Отрывок из документа:
○ ○ ○ ○

Влияние орнаментальной прозы отчетливо демонстрируют и рассказы Александра Морева (его демонстративное самоубийство — в 45-летнем возрасте он бросился в вентиляционную шахту строившейся станции метро — еще одно доказательство того, как трудно осваивалось новое социальное поведение теми, кто стал пионерами дистанцирования от общей официальной системы ценностей и противопоставления ей системы ценностей небольшой группы). Морев пытался совместить бытование во «второй культуре» с надеждами на успех в «большом социуме» (ему удалось опубликовать несколько рассказов и стихотворений в советской печати). Но в 1970-е годы куда употребительней были стратегии тотального обособления, в рамках которых советской власти как бы уже не существовало. Или — еще не существовало. Этим уже и еще, в которых настоящее подлежало отчуждению, соответствовали многочисленные примеры использования условного письма, где отсутствовали признаки эпохи, а отстраненность взгляда действительно доходила до «отчужденности мира». Идеологема восстановления разорванной связи времен получала в этом случае буквальное, дословное подтверждение, так как именно «советское» слово изгонялось, чем факультативно подтверждалась ценность досоветской, классической культуры и схема функционирования вне области применения «советского» языка. На эксплуатации приемов условного письма основывались самые разнообразные практики — от интеллектуальных притч до рассказов, воспроизводящих современность без применения современных (советских) понятий. Иначе говоря, в фокусе оказывалось настоящее, увиденное словно из прошлого или из будущего, а точнее — и именно это прежде всего подразумевали адепты условного письма, — с точки зрения вечности.

Вариацию на тему известной немецкой притчи и диалог с немецкими и французскими романтиками представляет собой повесть Тамары Корвин «Крысолов». Тщательно выстроенная стилизация придает изредка появляющимся словам XX века — «светофор», «телефонные переговоры», «компьютер» — иронический смысл. Абстрактные признаки современности столь незначительны, что идея противопоставления подлинного (вневременного) и настоящего (сиюминутного, преходящего) становится доминирующей. Только опьянев, герой начинает говорить современным сниженным языком: «Мы тут в дым укирявши, да, нам можно, а тебе — ни фига, поди скорей квартет напиши с такой клевой-клевой полифонией. У кого фантазия не хиляет…» — или определяет процедуру ухаживания как «длительный охмуреж, как говорилось на богохульном языке моей юности», и как бы подтверждает лежащую на поверхности мысль, что все советское — лишь сон разума.

○ ○ ○ ○

Содержимое набора данных:
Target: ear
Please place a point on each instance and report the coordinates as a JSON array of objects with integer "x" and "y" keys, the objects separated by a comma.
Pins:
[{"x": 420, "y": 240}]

○ ○ ○ ○

Что нужно сделать:
[1] Верны ли по отрывку эти утверждения: (a) Морев покончил с собой в 45 лет; (b) Мореву так и не удалось ничего напечатать в советской прессе; (c) герой повести «Крысолов» всю повесть говорит современным сниженным языком? На каждое ответьте «да» или «нет» и приведите точные слова отрывка, которые это решают.
[2] Перепишите из отрывка слово в слово кусок, начиная с «Вариацию на тему» и до «лишь сон разума.» включительно.
Список — отдельный материал, к отрывку он не относится.

Ответы по заданиям:
[1]
(a) Да: «в 45-летнем возрасте он бросился в вентиляционную шахту строившейся станции метро».
(b) Нет: «ему удалось опубликовать несколько рассказов и стихотворений в советской печати».
(c) Нет: «Только опьянев, герой начинает говорить современным сниженным языком».

[2]
Вариацию на тему известной немецкой притчи и диалог с немецкими и французскими романтиками представляет собой повесть Тамары Корвин «Крысолов». Тщательно выстроенная стилизация придает изредка появляющимся словам XX века — «светофор», «телефонные переговоры», «компьютер» — иронический смысл. Абстрактные признаки современности столь незначительны, что идея противопоставления подлинного (вневременного) и настоящего (сиюминутного, преходящего) становится доминирующей. Только опьянев, герой начинает говорить современным сниженным языком: «Мы тут в дым укирявши, да, нам можно, а тебе — ни фига, поди скорей квартет напиши с такой клевой-клевой полифонией. У кого фантазия не хиляет…» — или определяет процедуру ухаживания как «длительный охмуреж, как говорилось на богохульном языке моей юности», и как бы подтверждает лежащую на поверхности мысль, что все советское — лишь сон разума.